[EXERCISE AIM] Rescale the answer coordinates in the stretch of material from the line containing "Run through the image above and flag every pine" through the line containing "[290, 100, 313, 106]", both ends included, and reproduce only those lines with the requests and their sample boxes left unchanged. Multiply every answer coordinate by 0.75 and round to a whole number, with halves rounded up.

[EXCERPTED DATA]
■ ■ ■ ■

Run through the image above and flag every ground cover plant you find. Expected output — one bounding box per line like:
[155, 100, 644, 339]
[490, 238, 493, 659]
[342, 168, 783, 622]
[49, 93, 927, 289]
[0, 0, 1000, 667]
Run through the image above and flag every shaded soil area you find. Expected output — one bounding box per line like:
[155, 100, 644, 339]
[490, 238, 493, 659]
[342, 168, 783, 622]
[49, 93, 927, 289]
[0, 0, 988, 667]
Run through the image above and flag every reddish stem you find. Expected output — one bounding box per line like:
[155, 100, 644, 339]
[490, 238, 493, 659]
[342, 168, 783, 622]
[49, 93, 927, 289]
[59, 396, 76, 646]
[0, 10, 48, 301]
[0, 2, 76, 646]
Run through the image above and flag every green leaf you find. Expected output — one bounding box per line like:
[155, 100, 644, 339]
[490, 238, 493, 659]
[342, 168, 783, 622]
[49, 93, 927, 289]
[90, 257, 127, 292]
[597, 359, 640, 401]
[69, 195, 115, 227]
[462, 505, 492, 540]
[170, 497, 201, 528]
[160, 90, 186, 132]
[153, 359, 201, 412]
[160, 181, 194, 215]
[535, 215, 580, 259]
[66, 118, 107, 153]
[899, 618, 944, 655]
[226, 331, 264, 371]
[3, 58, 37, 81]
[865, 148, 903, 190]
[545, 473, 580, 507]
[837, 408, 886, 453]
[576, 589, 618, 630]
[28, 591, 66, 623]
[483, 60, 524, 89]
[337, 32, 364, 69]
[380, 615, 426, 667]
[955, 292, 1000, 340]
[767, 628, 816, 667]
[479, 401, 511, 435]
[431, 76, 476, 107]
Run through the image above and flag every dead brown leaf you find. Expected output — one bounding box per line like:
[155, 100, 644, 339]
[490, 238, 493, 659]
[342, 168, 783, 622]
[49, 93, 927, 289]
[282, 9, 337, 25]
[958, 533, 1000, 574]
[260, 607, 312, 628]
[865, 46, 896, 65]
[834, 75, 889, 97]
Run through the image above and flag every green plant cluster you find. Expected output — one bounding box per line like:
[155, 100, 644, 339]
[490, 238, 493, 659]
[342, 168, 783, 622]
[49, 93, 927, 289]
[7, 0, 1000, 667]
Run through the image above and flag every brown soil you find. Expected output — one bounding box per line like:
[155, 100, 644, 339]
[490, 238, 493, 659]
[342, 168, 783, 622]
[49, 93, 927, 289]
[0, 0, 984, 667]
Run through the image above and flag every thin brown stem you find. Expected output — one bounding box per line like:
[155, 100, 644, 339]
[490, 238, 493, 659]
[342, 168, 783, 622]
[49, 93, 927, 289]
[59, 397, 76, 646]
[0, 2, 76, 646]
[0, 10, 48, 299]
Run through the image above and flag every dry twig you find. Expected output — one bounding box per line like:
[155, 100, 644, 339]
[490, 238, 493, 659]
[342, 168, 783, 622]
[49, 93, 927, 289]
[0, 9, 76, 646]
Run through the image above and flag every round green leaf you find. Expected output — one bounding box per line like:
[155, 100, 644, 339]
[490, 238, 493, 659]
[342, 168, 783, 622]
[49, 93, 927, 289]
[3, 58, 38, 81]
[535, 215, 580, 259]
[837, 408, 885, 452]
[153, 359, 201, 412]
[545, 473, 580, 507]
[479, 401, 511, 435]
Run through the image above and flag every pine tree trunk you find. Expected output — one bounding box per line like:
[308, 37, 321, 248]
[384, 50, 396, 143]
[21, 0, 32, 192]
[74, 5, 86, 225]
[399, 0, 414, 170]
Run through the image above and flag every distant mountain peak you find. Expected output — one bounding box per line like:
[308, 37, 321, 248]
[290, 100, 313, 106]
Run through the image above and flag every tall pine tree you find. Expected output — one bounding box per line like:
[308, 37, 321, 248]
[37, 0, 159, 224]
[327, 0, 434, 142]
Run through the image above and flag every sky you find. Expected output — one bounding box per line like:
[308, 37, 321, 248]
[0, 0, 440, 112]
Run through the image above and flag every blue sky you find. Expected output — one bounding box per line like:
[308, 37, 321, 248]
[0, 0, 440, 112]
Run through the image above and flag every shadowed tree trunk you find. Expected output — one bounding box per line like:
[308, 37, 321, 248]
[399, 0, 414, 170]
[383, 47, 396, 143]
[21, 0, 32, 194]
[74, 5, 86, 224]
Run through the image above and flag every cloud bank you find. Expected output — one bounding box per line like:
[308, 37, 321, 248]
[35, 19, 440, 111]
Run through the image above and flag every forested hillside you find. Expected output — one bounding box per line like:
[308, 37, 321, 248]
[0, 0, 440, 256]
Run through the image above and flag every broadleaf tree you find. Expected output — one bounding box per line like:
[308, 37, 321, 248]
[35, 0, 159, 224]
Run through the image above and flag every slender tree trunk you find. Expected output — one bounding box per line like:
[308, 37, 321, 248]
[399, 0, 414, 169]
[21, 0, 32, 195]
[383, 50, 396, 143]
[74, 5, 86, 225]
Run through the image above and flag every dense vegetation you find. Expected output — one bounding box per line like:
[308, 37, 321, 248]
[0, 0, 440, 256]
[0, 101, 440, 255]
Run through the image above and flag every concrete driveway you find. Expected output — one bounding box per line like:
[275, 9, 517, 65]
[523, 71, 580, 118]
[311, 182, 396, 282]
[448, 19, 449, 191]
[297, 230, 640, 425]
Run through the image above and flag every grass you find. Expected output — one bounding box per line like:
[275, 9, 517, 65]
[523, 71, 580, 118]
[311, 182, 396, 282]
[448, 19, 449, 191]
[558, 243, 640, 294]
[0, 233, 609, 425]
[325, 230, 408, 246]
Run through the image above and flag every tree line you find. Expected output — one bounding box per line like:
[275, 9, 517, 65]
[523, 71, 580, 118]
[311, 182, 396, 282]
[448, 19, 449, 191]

■ ■ ■ ■

[RESPONSE TO THE TASK]
Run through the image above and flag every pine tree trunk you find. Expected output — one bounding box per line like:
[308, 37, 321, 248]
[288, 38, 297, 107]
[16, 0, 24, 144]
[56, 4, 65, 169]
[299, 0, 311, 128]
Run through the image above and flag every distant mountain peak you find. Expected output — one bounding box per line like:
[308, 37, 321, 248]
[218, 75, 235, 80]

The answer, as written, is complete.